The input
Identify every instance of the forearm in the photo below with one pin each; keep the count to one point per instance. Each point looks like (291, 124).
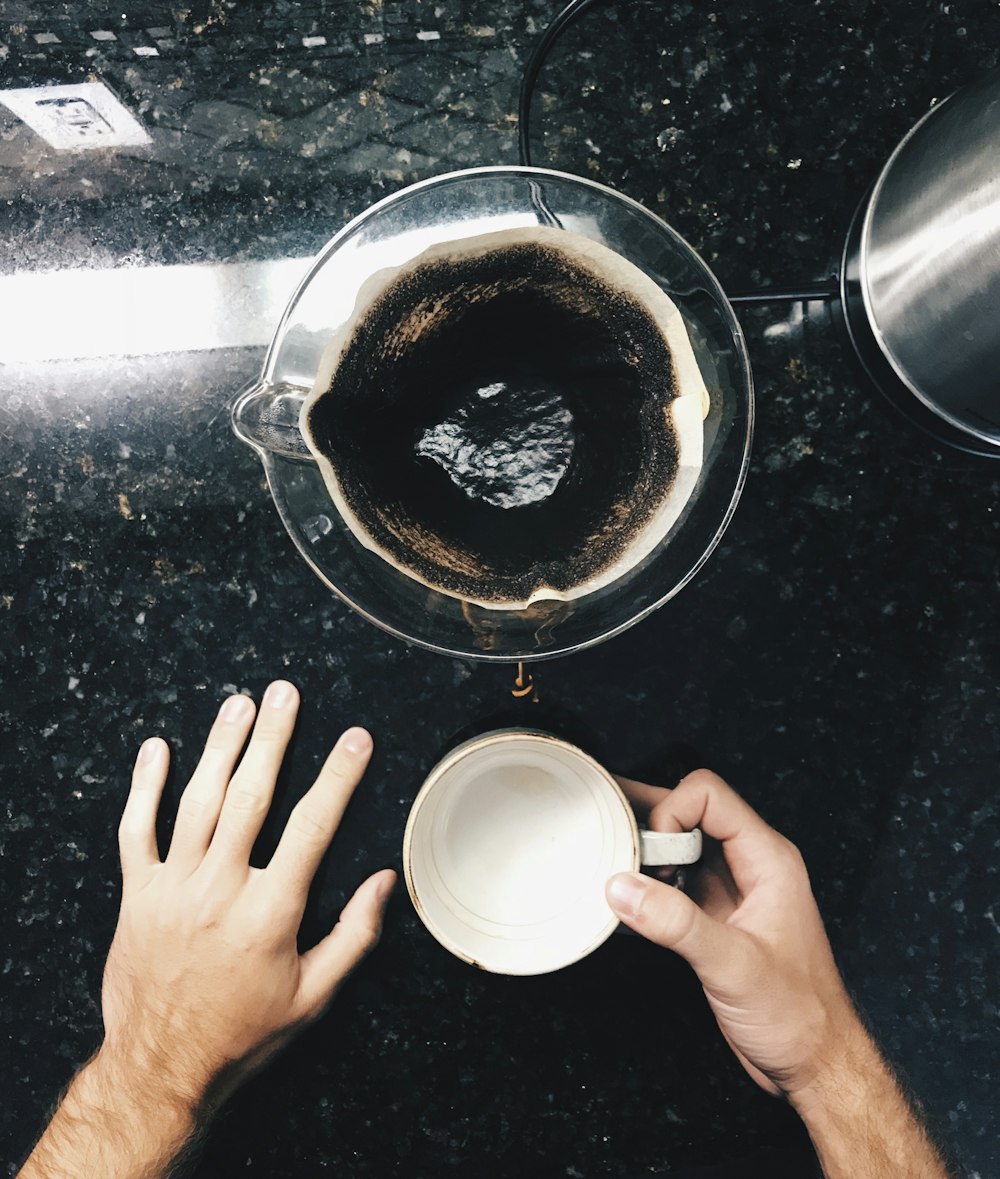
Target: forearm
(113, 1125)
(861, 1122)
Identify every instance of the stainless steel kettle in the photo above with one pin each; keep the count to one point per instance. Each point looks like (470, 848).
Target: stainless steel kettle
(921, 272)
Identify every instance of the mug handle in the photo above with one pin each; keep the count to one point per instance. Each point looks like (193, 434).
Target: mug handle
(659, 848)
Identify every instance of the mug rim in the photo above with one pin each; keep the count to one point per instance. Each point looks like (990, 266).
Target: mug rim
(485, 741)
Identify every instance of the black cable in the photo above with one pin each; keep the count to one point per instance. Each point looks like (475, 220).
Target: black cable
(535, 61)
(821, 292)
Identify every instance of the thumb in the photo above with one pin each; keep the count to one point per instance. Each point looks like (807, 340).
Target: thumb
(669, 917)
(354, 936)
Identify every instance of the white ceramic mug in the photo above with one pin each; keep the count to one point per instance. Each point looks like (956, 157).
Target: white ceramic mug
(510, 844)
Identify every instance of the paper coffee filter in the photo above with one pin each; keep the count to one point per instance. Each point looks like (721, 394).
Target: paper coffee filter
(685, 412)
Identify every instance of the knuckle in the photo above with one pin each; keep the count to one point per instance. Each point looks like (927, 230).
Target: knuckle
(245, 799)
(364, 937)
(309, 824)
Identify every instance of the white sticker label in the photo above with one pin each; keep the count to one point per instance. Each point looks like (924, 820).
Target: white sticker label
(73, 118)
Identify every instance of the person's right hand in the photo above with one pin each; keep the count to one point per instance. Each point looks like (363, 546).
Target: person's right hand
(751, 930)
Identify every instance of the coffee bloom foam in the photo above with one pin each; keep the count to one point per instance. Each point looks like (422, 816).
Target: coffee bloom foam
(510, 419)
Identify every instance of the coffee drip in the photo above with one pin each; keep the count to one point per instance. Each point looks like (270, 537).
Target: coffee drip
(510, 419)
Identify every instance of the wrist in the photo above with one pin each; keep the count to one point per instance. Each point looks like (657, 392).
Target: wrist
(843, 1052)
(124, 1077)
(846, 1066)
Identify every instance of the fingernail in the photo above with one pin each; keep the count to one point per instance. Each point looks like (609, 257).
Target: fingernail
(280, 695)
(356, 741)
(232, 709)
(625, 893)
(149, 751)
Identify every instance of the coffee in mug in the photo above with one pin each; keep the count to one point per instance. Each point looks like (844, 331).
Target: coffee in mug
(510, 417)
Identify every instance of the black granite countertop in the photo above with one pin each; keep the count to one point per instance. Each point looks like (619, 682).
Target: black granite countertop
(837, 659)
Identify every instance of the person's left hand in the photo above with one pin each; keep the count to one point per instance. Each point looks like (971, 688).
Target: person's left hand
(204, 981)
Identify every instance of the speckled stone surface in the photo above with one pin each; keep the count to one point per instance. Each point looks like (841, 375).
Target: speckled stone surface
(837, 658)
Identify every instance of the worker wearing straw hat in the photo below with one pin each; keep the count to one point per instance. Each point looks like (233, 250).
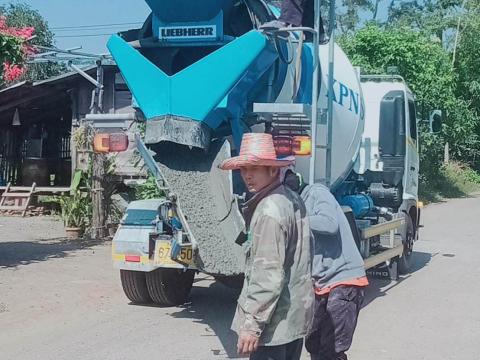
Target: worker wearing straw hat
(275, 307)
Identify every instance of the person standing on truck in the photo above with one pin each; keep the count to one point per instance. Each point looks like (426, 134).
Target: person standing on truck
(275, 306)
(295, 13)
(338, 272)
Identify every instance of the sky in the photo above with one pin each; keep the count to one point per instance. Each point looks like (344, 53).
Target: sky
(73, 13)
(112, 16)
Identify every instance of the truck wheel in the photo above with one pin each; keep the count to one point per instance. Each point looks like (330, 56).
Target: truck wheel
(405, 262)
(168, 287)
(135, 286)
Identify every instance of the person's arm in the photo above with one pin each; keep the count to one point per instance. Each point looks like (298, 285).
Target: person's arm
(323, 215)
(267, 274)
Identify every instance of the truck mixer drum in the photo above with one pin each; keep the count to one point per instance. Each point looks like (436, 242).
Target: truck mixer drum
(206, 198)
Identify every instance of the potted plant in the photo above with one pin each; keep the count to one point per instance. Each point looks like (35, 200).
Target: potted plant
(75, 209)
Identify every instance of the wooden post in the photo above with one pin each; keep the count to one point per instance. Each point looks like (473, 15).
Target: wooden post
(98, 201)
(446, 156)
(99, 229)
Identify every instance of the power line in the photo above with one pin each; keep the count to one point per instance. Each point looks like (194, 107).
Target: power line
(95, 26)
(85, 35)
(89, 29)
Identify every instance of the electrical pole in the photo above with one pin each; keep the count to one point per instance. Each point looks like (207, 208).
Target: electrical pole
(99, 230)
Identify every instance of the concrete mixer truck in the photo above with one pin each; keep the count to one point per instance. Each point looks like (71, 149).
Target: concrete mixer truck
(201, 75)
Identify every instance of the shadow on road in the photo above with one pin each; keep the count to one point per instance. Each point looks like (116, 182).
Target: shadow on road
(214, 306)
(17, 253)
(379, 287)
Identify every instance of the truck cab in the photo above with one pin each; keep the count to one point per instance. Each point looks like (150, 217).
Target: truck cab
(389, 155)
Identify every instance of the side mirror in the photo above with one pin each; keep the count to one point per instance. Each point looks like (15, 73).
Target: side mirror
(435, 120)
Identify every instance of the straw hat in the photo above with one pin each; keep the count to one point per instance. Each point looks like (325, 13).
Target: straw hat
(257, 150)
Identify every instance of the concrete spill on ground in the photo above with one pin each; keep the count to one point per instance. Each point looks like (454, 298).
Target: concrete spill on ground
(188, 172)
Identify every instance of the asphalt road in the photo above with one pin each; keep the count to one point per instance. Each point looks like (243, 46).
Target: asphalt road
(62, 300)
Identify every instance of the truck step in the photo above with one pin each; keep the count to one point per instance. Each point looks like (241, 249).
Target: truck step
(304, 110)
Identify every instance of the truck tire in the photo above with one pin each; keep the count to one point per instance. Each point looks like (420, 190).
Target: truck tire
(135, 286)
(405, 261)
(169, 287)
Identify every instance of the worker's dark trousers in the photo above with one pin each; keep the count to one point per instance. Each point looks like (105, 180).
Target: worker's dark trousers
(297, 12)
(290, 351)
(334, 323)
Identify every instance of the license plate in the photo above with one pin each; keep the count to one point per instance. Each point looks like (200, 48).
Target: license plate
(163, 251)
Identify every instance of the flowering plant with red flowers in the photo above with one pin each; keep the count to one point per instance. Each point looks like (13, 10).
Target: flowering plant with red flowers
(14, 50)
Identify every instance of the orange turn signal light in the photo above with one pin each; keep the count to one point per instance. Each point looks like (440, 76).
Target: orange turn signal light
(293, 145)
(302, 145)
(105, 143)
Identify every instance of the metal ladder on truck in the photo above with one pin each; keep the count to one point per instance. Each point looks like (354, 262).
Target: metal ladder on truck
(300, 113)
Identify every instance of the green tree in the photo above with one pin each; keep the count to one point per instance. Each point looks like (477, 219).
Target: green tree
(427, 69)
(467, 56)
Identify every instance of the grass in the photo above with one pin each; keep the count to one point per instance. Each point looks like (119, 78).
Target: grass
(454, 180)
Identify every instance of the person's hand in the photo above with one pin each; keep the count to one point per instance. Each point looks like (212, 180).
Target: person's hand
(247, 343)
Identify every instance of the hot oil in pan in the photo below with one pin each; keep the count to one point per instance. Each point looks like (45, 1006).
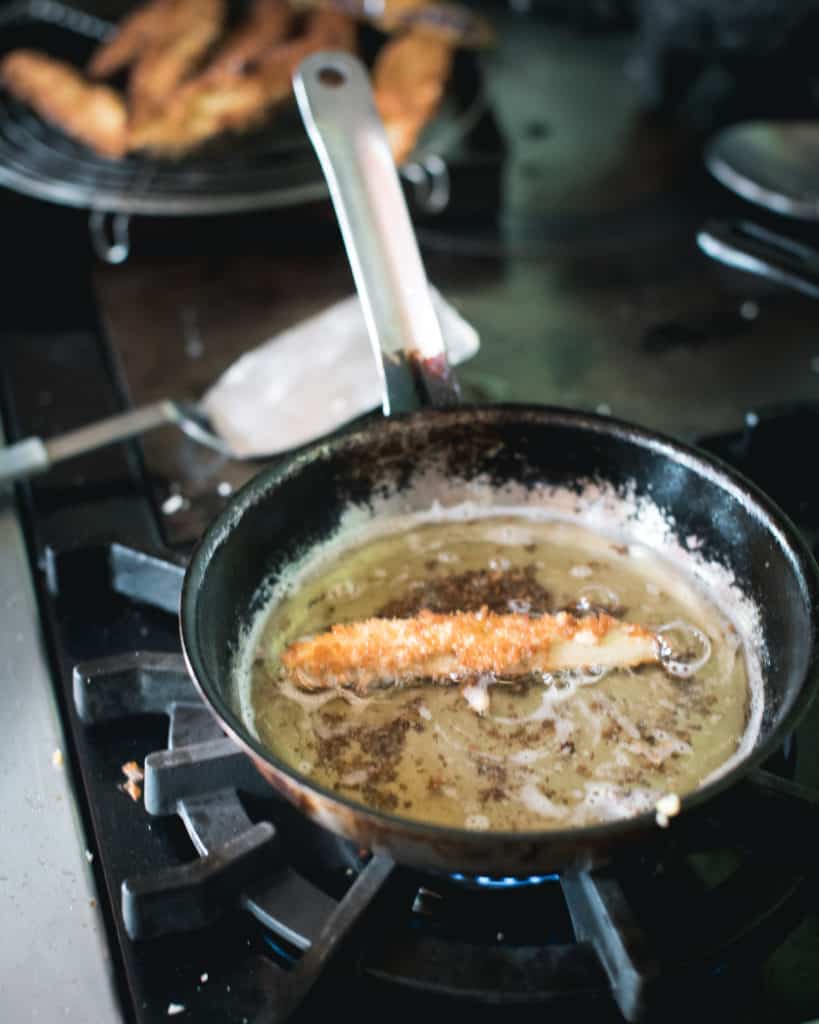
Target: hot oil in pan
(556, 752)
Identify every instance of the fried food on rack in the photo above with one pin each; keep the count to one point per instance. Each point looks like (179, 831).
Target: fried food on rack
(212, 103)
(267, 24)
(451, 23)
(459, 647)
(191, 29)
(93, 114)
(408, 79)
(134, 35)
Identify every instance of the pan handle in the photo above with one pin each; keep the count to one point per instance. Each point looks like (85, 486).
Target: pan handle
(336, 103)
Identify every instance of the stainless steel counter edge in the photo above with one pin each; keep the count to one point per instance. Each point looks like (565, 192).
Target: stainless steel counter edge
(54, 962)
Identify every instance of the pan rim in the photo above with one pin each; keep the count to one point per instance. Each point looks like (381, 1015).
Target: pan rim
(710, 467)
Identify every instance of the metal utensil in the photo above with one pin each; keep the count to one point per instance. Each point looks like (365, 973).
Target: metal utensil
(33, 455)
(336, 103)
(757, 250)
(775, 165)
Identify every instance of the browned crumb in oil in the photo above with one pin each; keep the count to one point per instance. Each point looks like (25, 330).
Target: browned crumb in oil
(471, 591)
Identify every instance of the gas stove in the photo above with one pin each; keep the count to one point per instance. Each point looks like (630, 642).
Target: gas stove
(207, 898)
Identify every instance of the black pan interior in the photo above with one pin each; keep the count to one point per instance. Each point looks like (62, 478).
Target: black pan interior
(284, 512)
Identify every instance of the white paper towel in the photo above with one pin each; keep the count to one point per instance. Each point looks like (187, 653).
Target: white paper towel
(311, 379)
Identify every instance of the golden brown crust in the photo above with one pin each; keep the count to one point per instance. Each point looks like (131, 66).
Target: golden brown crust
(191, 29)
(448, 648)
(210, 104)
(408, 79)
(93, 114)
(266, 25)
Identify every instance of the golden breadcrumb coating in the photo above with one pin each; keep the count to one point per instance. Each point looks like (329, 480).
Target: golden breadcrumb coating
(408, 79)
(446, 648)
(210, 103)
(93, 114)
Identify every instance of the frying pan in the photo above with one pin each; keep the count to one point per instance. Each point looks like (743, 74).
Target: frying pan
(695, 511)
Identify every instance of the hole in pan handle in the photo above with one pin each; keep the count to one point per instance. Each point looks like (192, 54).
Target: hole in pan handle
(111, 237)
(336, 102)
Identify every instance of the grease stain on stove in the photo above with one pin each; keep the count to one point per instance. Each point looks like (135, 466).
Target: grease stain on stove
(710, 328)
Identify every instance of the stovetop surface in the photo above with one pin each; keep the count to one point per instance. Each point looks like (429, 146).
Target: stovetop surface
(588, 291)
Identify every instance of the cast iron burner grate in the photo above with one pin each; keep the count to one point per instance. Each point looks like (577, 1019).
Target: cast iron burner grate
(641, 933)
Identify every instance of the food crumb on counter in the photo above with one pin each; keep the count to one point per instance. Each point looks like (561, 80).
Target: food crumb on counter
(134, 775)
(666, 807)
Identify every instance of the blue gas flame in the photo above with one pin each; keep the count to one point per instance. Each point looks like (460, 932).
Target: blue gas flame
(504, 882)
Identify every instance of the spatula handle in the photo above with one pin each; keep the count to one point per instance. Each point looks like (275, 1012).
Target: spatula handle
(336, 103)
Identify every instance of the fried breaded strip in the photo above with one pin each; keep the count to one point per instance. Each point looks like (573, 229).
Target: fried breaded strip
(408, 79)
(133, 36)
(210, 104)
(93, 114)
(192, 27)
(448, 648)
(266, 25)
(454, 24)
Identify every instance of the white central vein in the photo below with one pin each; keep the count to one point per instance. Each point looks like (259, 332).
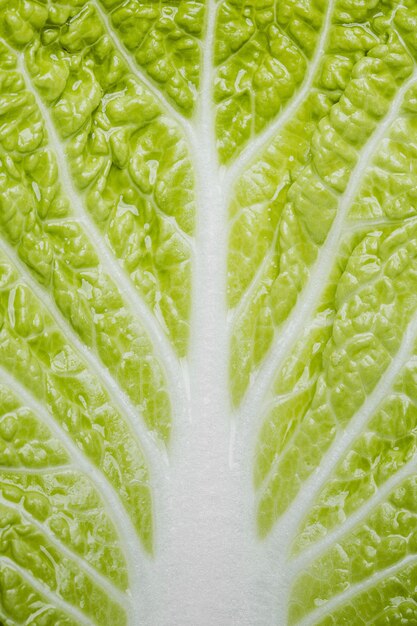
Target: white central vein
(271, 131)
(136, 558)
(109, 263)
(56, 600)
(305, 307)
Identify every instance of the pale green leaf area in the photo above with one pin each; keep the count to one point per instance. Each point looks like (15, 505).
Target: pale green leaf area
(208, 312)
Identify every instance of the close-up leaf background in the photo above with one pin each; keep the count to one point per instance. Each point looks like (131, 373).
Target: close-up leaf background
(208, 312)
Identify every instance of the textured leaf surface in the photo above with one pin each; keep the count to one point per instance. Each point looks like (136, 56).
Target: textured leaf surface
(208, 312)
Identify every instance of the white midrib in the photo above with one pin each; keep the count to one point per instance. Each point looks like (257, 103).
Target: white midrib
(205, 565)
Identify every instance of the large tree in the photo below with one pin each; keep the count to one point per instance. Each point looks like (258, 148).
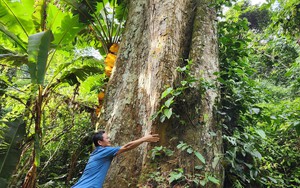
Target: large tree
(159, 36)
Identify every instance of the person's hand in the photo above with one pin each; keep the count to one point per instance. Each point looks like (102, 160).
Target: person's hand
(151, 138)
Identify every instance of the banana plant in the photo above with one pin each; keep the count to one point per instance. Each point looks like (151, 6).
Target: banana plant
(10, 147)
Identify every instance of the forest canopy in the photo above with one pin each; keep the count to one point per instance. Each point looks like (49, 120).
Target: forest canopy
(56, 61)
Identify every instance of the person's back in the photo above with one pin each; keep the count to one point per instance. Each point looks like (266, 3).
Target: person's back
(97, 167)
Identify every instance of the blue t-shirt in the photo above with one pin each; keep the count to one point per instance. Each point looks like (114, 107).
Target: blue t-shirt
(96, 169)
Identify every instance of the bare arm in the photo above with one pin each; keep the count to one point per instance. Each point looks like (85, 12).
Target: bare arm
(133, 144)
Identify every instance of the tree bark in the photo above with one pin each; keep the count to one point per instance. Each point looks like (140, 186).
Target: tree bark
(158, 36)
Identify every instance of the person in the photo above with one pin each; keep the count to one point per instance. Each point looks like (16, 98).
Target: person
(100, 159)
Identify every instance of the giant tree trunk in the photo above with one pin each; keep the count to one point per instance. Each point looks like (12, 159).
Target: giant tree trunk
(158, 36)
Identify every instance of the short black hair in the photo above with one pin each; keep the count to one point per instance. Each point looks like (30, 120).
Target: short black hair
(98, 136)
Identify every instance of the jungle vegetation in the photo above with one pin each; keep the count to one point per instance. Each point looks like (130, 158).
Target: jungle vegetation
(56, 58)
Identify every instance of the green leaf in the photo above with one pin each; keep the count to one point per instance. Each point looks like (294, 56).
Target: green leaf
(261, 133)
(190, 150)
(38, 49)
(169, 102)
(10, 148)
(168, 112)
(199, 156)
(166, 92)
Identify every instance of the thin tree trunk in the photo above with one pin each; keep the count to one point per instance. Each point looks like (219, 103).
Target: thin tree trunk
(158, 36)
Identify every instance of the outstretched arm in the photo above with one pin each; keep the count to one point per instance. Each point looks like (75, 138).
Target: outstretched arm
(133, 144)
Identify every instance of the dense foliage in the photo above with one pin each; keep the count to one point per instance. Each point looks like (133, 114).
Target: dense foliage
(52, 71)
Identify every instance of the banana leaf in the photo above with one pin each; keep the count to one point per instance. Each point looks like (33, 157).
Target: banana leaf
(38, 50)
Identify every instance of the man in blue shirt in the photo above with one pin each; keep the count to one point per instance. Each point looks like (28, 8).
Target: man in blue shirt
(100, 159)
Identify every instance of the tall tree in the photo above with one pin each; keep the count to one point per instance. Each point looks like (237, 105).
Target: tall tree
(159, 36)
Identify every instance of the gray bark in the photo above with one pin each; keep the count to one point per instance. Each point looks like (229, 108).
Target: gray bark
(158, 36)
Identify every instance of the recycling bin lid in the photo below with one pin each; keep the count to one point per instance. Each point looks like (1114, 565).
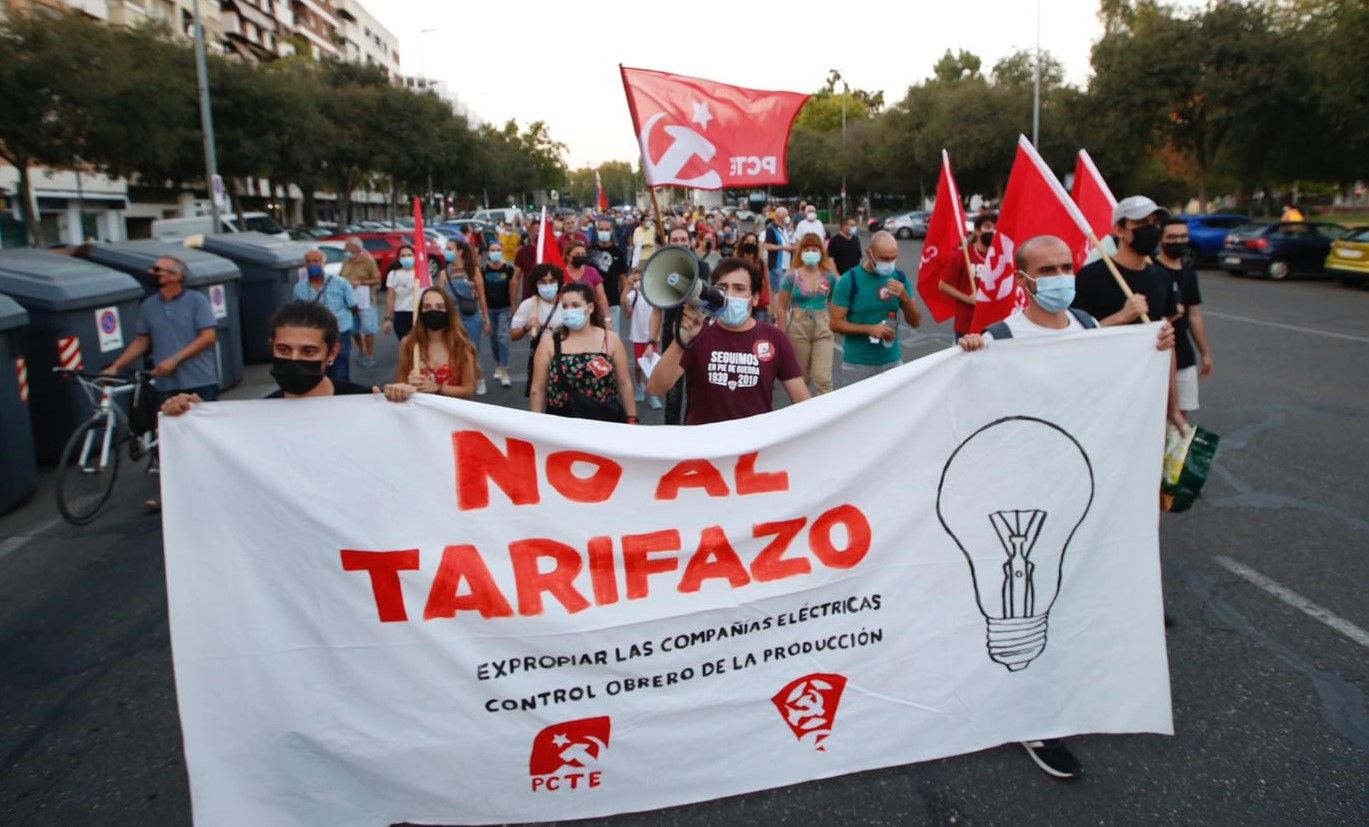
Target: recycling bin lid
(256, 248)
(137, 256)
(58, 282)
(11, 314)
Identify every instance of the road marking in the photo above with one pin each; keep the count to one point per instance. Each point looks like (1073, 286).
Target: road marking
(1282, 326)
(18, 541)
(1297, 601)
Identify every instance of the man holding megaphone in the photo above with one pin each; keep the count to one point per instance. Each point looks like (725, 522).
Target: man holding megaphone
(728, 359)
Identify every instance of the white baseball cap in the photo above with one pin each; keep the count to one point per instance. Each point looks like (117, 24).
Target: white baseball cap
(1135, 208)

Required work
Using the material above, extract the line that contains "Identify every instance of the man holding" and every line after it, exactly as given; stop at the last line.

Answer for this exercise
Identify every instance of the man holding megaphone in the photo above with one pin each; keep the count to one point per instance. Each point looks like (725, 522).
Target: man holding megaphone
(728, 359)
Identify every instance of the white baseball cap in the photo above with one pin each; keep the count to one point per instance. Each point looks like (117, 24).
Target: white baseball cap
(1135, 208)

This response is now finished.